> **Tu tarea**: Extrae tal cual, del texto sobre la corrupción, todo lo que va desde "En octubre de 2004, según" hasta "en segundo lugar.".

━━ Texto para leer

Como escribe Manuel Vicent, «ha sido la angustia social creada por la crisis, no la moral ciudadana, la que nos ha abierto los ojos ante la basura política».
En el pasado, mientras vivíamos en la gran fiesta de la burbuja irresponsable, cuando se incubaron los grandes escándalos que ahora son enjuiciados, a la gente no le importó mucho que hubiera cierta corrupción política.
En las elecciones municipales de 2011, un 39 por ciento de los candidatos imputados por corrupción en toda España fueron reelegidos, según un informe del colectivo Politikon. Incluso algunos notorios corruptos sostuvieron que «el juicio favorable de los electores» suponía una especie de absolución. Pero la indiferencia ante la corrupción se volvió intolerancia cuando llegó la crisis y comenzaron a aflorar los escándalos.
En octubre de 2004, según el barómetro del Centro de Investigaciones Sociales, solo un 0,6 por ciento de los encuestados situaba a la corrupción entre sus preocupaciones principales; en octubre de este año, según la misma fuente, el 42,3 por ciento la ubicaba en segundo lugar.
Los ciudadanos han terminado por poner la corrupción en relación directa con la crisis, el despilfarro, el paro, el empobrecimiento, la desigualdad y una manera de hacer política. Luego, muchos han llegado a la conclusión, espoleados por la obscena contemplación de la ostentación e impunidad de los corruptos, que la hace más irritante y provocadora, de que no será posible erradicarla sin un cambio profundo.
No puede extrañar así el éxito creciente de Podemos, el movimiento-partido que propone un cambio radical. Creado en enero, un sondeo publicado el 7 de este mes por el diario El País le atribuye el 25 por ciento de la intención de voto.
Los partidos, aprovechando los defectos de la ley electoral y ciertos vicios de origen, han mediatizado la voluntad de los electores creando con ello una crisis de representación. La legalidad se ha convertido en un burladero de conductas ilegítimas y claramente inmorales.

━━━━
━━ Líneas proporcionadas

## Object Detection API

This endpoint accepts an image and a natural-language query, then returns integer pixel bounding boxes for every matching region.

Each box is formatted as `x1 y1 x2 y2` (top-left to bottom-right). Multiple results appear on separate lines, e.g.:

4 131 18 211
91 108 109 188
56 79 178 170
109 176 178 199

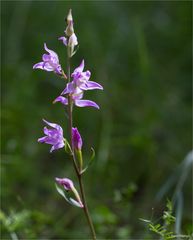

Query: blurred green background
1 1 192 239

━━━━
━━ Líneas proporcionadas

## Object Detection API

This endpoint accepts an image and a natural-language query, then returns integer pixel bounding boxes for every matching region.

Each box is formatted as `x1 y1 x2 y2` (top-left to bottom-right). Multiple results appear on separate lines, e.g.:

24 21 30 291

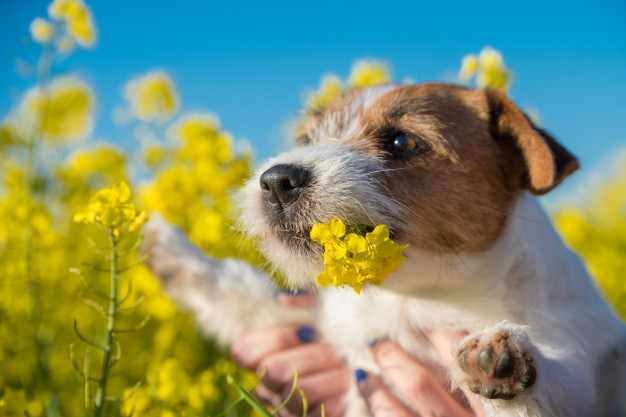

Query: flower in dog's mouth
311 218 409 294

━━━━
━━ Líneas proporcionadas

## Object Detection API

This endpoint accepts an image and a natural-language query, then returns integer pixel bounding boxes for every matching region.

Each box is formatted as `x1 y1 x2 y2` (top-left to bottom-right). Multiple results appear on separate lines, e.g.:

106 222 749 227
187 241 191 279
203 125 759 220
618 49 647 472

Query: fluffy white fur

━━━━

> **Resultado esperado**:
En octubre de 2004, según el barómetro del Centro de Investigaciones Sociales, solo un 0,6 por ciento de los encuestados situaba a la corrupción entre sus preocupaciones principales; en octubre de este año, según la misma fuente, el 42,3 por ciento la ubicaba en segundo lugar.